**Aim:** Revise the material below by putting "whole-number pixel coordinates" wherever "integer pixel coordinates" appears. Keep everything else the same.

======== Source data ========

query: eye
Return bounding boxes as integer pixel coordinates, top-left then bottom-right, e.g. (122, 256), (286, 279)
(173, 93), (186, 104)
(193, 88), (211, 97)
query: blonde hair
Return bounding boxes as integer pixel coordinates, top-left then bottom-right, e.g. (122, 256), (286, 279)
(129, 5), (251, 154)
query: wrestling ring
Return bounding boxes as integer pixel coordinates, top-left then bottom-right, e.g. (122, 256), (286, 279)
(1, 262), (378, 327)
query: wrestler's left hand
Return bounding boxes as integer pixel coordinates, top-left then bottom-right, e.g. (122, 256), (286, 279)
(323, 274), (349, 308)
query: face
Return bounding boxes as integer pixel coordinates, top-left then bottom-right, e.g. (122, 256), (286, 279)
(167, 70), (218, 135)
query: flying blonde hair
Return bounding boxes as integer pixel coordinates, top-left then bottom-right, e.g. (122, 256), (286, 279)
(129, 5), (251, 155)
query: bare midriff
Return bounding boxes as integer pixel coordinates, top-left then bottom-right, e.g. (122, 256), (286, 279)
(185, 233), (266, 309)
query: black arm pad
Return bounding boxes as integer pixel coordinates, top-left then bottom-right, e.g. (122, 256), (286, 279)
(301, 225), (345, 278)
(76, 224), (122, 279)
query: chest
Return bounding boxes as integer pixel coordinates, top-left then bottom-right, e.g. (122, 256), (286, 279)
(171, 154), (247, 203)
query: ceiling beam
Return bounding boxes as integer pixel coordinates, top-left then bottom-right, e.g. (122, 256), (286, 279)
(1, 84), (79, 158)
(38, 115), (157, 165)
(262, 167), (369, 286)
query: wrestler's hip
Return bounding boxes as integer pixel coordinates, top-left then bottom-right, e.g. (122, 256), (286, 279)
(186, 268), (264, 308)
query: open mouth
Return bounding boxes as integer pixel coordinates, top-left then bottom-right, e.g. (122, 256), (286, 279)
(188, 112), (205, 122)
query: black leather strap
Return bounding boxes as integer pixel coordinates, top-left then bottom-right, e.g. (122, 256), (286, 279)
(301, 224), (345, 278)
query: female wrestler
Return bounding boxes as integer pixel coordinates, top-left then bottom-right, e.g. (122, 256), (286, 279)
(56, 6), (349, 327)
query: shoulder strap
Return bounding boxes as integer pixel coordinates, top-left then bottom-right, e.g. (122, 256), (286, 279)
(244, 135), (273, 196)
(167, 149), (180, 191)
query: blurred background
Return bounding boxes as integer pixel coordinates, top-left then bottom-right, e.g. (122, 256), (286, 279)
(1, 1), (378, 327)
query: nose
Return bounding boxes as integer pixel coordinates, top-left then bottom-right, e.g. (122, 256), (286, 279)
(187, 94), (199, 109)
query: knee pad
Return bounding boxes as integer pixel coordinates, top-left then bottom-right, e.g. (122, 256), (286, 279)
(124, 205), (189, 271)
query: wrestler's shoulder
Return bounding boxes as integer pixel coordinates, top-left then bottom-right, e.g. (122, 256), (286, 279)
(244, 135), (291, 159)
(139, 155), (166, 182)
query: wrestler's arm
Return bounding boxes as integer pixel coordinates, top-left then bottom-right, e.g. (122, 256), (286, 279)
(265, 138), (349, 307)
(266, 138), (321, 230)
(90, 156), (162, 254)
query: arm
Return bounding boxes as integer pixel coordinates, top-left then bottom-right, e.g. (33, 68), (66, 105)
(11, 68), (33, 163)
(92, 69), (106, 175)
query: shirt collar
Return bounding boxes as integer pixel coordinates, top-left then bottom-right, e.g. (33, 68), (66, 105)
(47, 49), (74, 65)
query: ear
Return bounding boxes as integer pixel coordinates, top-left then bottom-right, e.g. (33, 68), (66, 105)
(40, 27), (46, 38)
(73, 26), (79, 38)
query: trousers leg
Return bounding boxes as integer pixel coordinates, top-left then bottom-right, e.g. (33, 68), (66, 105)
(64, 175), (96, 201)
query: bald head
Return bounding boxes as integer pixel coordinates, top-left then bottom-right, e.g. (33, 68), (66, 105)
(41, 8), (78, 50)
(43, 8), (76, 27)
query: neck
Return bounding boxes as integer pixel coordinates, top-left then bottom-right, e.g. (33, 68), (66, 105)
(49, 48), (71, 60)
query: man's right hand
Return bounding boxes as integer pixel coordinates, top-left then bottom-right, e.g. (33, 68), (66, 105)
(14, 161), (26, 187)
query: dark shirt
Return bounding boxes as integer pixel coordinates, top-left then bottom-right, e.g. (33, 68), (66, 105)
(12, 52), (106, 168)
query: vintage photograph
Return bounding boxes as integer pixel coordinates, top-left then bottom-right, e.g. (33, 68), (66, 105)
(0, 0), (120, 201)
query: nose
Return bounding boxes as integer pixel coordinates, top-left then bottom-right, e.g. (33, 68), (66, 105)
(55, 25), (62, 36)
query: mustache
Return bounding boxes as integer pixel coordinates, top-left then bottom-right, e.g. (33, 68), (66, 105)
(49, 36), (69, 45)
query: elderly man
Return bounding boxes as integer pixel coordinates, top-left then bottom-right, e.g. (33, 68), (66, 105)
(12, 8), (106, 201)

========

**Response to the task:**
query: eye
Return bounding boxes as whole-number pixel coordinates, top-left then bottom-right, e.g. (122, 256), (286, 279)
(173, 93), (186, 104)
(193, 88), (211, 97)
query: blonde hair
Return bounding boxes as whole-number pixel coordinates, top-left then bottom-right, e.g. (122, 256), (286, 279)
(129, 5), (251, 154)
query: wrestling ring
Return bounding boxes as whole-number pixel coordinates, top-left then bottom-right, e.g. (122, 256), (286, 279)
(1, 262), (378, 327)
query: wrestler's left hand
Return bounding boxes as whole-number pixel coordinates, top-left then bottom-right, e.g. (122, 256), (286, 279)
(323, 274), (349, 308)
query: face
Return bounding boxes as whole-number pixel coordinates, top-left then bottom-right, e.g. (122, 256), (286, 279)
(167, 70), (218, 135)
query: flying blonde hair
Return bounding boxes as whole-number pixel coordinates, top-left then bottom-right, e.g. (122, 256), (286, 279)
(129, 5), (251, 155)
query: bare midriff
Return bounding boxes as whole-number pixel coordinates, top-left then bottom-right, e.g. (122, 256), (286, 279)
(185, 233), (266, 309)
query: black arm pad
Return bounding boxes as whole-number pixel coordinates, top-left then bottom-right, e.g. (122, 256), (286, 279)
(301, 225), (345, 278)
(76, 224), (122, 279)
query: chest
Return bounding boxes as whole-number pixel coordinates, top-left then bottom-right, e.g. (122, 256), (286, 279)
(171, 154), (247, 203)
query: ceiling beam
Return bounding boxes as whole-number pixel coordinates, top-left then bottom-right, e.g. (122, 256), (286, 279)
(1, 84), (79, 158)
(38, 115), (157, 165)
(262, 167), (369, 286)
query: wrestler's hip
Return bounding boxes as whole-number pixel coordinates, top-left then bottom-right, e.g. (122, 256), (286, 279)
(186, 268), (264, 308)
query: open mouth
Return bounding boxes as whole-number pixel coordinates, top-left then bottom-right, e.g. (122, 256), (286, 279)
(188, 112), (205, 122)
query: black leather strap
Return bounding boxes as whole-number pixel coordinates, top-left then bottom-right, e.g. (122, 256), (286, 279)
(301, 224), (345, 278)
query: female wrestler
Return bounding boxes as whole-number pixel coordinates, top-left then bottom-right, e.g. (122, 256), (286, 279)
(56, 6), (349, 327)
query: shoulder strap
Return bounding boxes as whole-number pixel coordinates, top-left then bottom-right, e.g. (122, 256), (286, 279)
(244, 135), (273, 196)
(167, 149), (180, 191)
query: blurred background
Return bounding boxes as whole-number pixel coordinates, top-left then bottom-right, e.g. (122, 256), (286, 279)
(1, 1), (378, 327)
query: nose
Return bounding boxes as whole-number pixel coordinates, top-left then bottom-right, e.g. (122, 256), (286, 279)
(187, 94), (199, 109)
query: knee pad
Return bounding boxes as whole-number pixel coordinates, top-left then bottom-right, e.g. (122, 256), (286, 279)
(124, 205), (189, 271)
query: wrestler's shoulder
Return bounding boxes as whole-number pixel coordinates, top-left then bottom-right, e.g. (122, 256), (286, 279)
(244, 135), (291, 159)
(139, 155), (166, 182)
query: wrestler's arm
Return bounding boxes as whole-number pixel coordinates, top-left then bottom-right, e.g. (122, 256), (286, 279)
(265, 138), (349, 307)
(266, 138), (321, 230)
(90, 156), (162, 254)
query: arm
Return bounding boxes as whole-number pixel coordinates, top-left then bottom-right, e.g. (33, 68), (66, 105)
(11, 68), (33, 163)
(92, 69), (106, 175)
query: shirt collar
Return bounding boxes as whole-number pixel coordinates, top-left then bottom-right, e.g. (33, 68), (66, 105)
(47, 49), (74, 65)
query: ear
Return bounding boxes as whole-number pixel coordinates, top-left then bottom-right, e.g. (33, 68), (66, 105)
(40, 27), (46, 38)
(73, 26), (79, 38)
query: trousers leg
Return bounding boxes as whole-number pixel coordinates, top-left then bottom-right, e.g. (33, 68), (66, 105)
(64, 175), (96, 201)
query: bald head
Return bounding boxes as whole-number pixel coordinates, top-left then bottom-right, e.g. (33, 68), (66, 105)
(41, 8), (78, 50)
(43, 8), (76, 27)
query: neck
Return bounding boxes as whole-number pixel coordinates, top-left then bottom-right, e.g. (33, 68), (66, 105)
(49, 48), (71, 60)
query: man's right hand
Return bounding boxes as whole-number pixel coordinates, top-left then bottom-right, e.g. (33, 68), (66, 105)
(14, 161), (26, 187)
query: dark shirt
Return bounding boxes as whole-number pixel coordinates, top-left then bottom-right, e.g. (33, 68), (66, 105)
(12, 52), (106, 168)
query: vintage photograph
Return bounding boxes as whole-number pixel coordinates, top-left then bottom-right, e.g. (33, 68), (66, 105)
(0, 0), (120, 201)
query: nose
Return bounding boxes as whole-number pixel coordinates, top-left then bottom-right, e.g. (33, 68), (66, 105)
(55, 25), (62, 36)
query: mustache
Return bounding boxes as whole-number pixel coordinates, top-left then bottom-right, e.g. (33, 68), (66, 105)
(49, 36), (69, 45)
query: elderly man
Return bounding boxes as whole-number pixel coordinates, top-left then bottom-right, e.g. (33, 68), (66, 105)
(12, 8), (106, 201)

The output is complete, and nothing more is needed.